> **取り組む課題**
1 – 記録のうち、「of the magenta」を含む行から始まり、記録の最終行で終わる部分を、一字一句変えずにそのまま返しなさい。
2 – 解雇の効力が争われた控訴審判決の抜粋について、最後の文の後から続きを書き進めなさい。

> **原文抜粋**
--------------------------------------------------

控訴人は「原判決を取消す。被控訴人が、昭和二十九年九月三十日控訴人に対してなした解雇は無効であることを確認する。」旨の判決を求め、被控訴代理人は主文と同旨の判決を求めた。

当事者双方の主張事実、並に証拠の提出、援用、認否は、左に記載する外原判決事実摘示と同一であるから、ここにこれを引用する。

控訴人は左のとおり述べた。

「被控訴人が控訴人を解雇したのは、控訴人に無断欠勤並に勤務成績不良のかどがあることを理由として、これに対する懲戒処分として解雇したものであるけれども、控訴人は昭和二十九年三月末日迄の三ケ年間を通じて僅に二日間の無断欠勤があるに過ぎず、また控訴人の勤務成績が不良であると云はるるが如き事実はないから、右懲戒処分としてなされた解雇はその理由なきものであつて、法律上無効である。仮に右解雇は、民法第六二七条による解約権の行使としてなされたものであるとしても、被控訴人は、昭和二十九年九月二十四日の理事会において控訴人の解雇を決定した上、同月三十日附辞令を交付して解雇したのであつて、これに関する予告は、昭和二十九年九月十七日になされたに過ぎぬから労働基準法第二〇条所定の予告期間は勿論、民法第六二七条第一項所定の期間をも置かずしてなされた右解雇は、無効である。仮に右の主張も認容せられないとしても、本件解雇は、控訴人が学校長その他二三幹部職員の違法行為を批判し、その反省を求めたことを以て、学園の平和を乱すものと曲解し、これに対する懲罰の意図の下になされたものであるから、権利の濫用として無効である。なお控訴人が本件解雇について黙示の承諾をなし、或は異議申立権を抛棄した旨の被控訴人の主張はこれを争う。」

被控訴代理人は左のとおり述べた。

--------------------------------------------------

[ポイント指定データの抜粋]
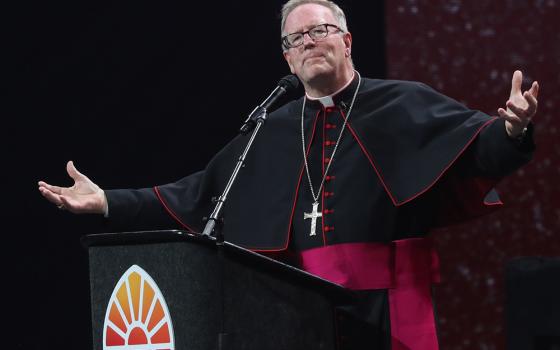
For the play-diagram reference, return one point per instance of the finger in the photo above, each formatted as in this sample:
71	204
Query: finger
72	171
534	90
65	203
509	117
518	111
50	196
51	188
516	81
532	102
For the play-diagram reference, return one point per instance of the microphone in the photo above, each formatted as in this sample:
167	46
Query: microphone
287	84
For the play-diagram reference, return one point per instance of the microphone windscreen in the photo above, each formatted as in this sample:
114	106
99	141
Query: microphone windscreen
289	82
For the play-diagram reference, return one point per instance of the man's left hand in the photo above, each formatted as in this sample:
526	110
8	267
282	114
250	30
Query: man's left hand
521	107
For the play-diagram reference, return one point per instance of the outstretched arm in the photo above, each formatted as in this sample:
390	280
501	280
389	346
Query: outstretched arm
81	198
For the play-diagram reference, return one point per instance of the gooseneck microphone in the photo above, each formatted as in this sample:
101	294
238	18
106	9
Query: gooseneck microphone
287	84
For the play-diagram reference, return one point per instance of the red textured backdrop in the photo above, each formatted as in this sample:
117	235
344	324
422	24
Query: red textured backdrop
469	50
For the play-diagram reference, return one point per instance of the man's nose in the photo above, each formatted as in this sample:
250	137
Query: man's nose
309	39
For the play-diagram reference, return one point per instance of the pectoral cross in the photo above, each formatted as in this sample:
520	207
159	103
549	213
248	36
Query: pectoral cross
313	216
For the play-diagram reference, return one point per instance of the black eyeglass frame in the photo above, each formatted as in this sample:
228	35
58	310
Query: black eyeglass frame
286	45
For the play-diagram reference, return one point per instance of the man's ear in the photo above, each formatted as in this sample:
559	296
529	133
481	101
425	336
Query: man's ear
289	61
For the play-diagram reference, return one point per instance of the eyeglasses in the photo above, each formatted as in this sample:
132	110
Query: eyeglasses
316	33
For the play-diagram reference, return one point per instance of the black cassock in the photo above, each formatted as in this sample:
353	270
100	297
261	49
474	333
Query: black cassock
409	159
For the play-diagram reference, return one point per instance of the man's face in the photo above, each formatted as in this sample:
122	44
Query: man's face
315	59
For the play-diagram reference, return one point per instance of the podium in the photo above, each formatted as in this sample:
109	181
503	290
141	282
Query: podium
175	290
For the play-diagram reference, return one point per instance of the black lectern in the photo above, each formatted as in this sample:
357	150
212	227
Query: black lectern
175	290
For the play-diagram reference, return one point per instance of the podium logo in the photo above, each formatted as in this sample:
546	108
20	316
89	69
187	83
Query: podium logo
137	316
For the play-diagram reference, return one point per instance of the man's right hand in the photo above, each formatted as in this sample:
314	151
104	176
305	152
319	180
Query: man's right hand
83	197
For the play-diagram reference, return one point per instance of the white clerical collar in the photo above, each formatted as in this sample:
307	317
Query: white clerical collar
327	101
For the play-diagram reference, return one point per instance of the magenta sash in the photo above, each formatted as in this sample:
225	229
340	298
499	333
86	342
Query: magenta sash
406	268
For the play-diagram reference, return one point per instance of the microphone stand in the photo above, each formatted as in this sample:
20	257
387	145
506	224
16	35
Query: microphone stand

--------------------------------------------------

> **解答例**
1 –
For the play-diagram reference, return one point per instance of the magenta sash in the photo above, each formatted as in this sample:
225	229
340	298
499	333
86	342
Query: magenta sash
406	268
For the play-diagram reference, return one point per instance of the microphone stand in the photo above, each formatted as in this sample:
20	257
387	145
506	224
16	35
Query: microphone stand

2 –
「被控訴人学園において、就業規則が制定実施せられたのは昭和三十年八月一日からであつて、被控訴人が控訴人を解雇した当時においては、未だ就業規則は制定されていなかつたのであるから、本件解雇が就業規則に基く懲戒解雇であるべき筈はないのであつて、被控訴人は、民法第六二七条第一項による解約権の行使として控訴人を解雇したのである。而して被控訴人学園においては、教職員の人事は学校長に一任され、ただその発令に当つて、学校長より理事長の承認を求めることとしているところ、被控訴人学園の常務理事で校長をしている近藤亮雅は、昭和二十九年六月中旬より十数回に亘つて控訴人に対し任意辞職を勧告したけれども、控訴人はこれに応じないので、右近藤校長はその権限に基いて昭和二十九年七月三十一日控訴人に対して解雇の予告をなした上、同年十月一日に九月三十日附辞令を交付した次第である。そしてこれについて理事会に附議する必要はなかつたけれども、控訴人の場合、特に校長の個人的感情によるものであるとの誤解を避けるために、一応理事会に報告して意見を求めた経緯であつて、右解雇の権限並に手続において何等欠けるところはない。尚右解雇の辞令は、近藤校長より控訴人に交付したのであるが、控訴人はこれについて何等異議を止めずに右辞令を受取り、京都府私学恩給財団より、受取るべき退職一時金の請求手続を被控訴人学園の経理主任に依頼すると共に、右解雇に伴つて被控訴人が従前の慣例により、控訴人に支給することとした退職金十二万四千六百円の保管を、右経理主任に依頼したのであるが、同月十六日に右金員を経理主任より任意受領しているのであつて、右の事実経過からしても、控訴人は右解雇について黙示の承諾をなし、又は異議申立権を抛棄したものである。なお本件解雇が信義誠実の原則に反し、権利の濫用に当るとの控訴人主張事実はこれを争う。被控訴人は、控訴人が職務に不適格であるに加え、昭和二十九年四月以降は無断欠勤を続け、また出勤しても真面目に職務に従事せず、職員間の評判も悪いためにやむなくこれを解雇するに至つたのであつて、右解雇に当つては慎重を期し、勧告に数ケ月を費し、情理を尽してその自発的退職を求めたのであるが、その効がなかつたことは原審において主張したとおりであるからこれにつき非難せらるべき筋合はない。」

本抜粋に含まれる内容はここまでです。